[Pointing dataset records]
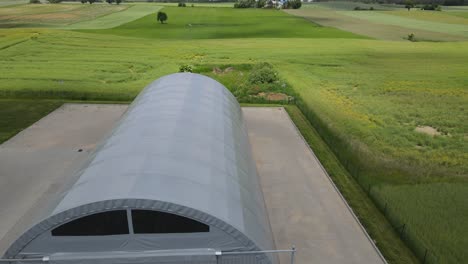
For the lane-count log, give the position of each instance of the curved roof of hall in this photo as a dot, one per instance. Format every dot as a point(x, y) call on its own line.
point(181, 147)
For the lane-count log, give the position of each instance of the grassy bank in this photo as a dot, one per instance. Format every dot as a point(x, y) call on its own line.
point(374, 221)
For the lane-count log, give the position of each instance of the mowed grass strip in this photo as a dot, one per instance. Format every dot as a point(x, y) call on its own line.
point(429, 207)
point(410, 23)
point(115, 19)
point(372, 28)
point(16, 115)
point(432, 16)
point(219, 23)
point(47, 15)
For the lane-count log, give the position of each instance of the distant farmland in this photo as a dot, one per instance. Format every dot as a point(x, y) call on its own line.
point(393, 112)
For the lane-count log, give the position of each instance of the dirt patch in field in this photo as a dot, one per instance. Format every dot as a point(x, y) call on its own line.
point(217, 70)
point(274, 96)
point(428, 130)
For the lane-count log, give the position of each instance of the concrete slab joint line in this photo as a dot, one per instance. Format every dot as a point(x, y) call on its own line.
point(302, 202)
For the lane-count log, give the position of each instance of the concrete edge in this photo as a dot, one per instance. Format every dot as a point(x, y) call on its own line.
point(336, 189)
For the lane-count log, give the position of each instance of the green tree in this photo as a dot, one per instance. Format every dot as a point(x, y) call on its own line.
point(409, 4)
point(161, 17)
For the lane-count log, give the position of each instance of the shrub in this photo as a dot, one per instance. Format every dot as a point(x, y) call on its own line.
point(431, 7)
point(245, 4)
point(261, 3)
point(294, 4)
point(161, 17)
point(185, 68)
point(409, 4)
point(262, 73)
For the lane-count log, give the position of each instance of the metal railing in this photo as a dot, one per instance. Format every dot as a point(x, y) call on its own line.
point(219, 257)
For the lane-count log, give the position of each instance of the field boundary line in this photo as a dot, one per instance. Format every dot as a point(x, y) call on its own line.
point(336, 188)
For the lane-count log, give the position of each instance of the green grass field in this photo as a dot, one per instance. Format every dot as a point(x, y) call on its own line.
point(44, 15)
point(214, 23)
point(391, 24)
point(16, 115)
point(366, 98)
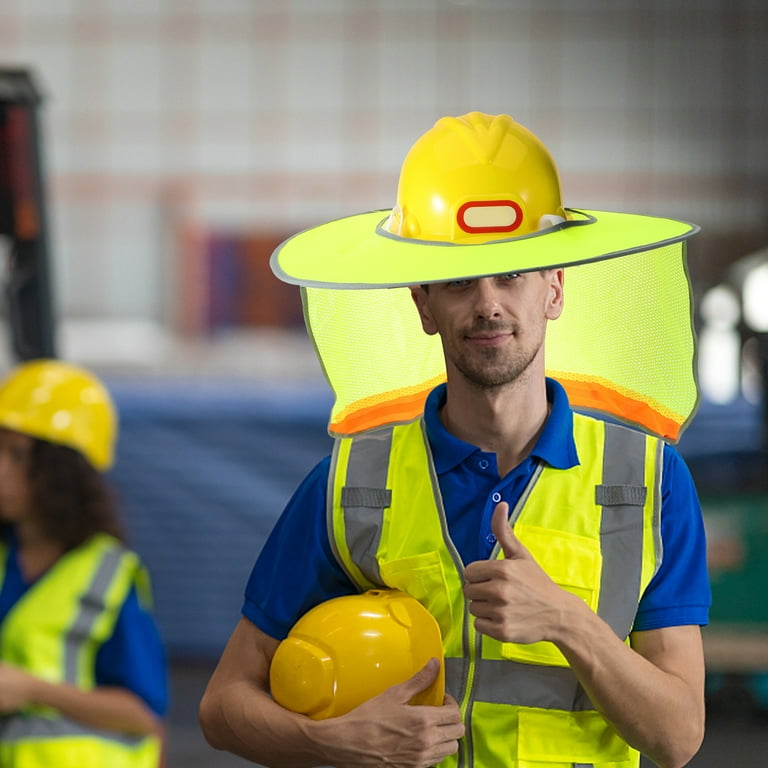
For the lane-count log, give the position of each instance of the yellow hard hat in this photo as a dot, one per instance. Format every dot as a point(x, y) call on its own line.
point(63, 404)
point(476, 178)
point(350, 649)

DO THIS:
Please copy the material word for word, starting at its beginning and going through the line that contains "point(47, 15)", both ends included. Leave the pictures out of your answer.

TASK SOLUTION:
For the lane-count log, give the position of each instance of the curved roof of hall in this photo as a dot, one per instance. Format every dot as a point(x, y) call on its own line.
point(181, 147)
For the lane-count log, give the position of each instance of the grassy bank in this photo as a dot, one per instance. Format every dot as a point(x, y) call on its own line.
point(374, 221)
For the lane-count log, give the position of each instance of the mowed grass strip in this photo as a dot, one per instance. Format every dot as a point(x, y) call on its own line.
point(429, 207)
point(410, 23)
point(115, 19)
point(372, 28)
point(16, 115)
point(432, 16)
point(219, 23)
point(47, 15)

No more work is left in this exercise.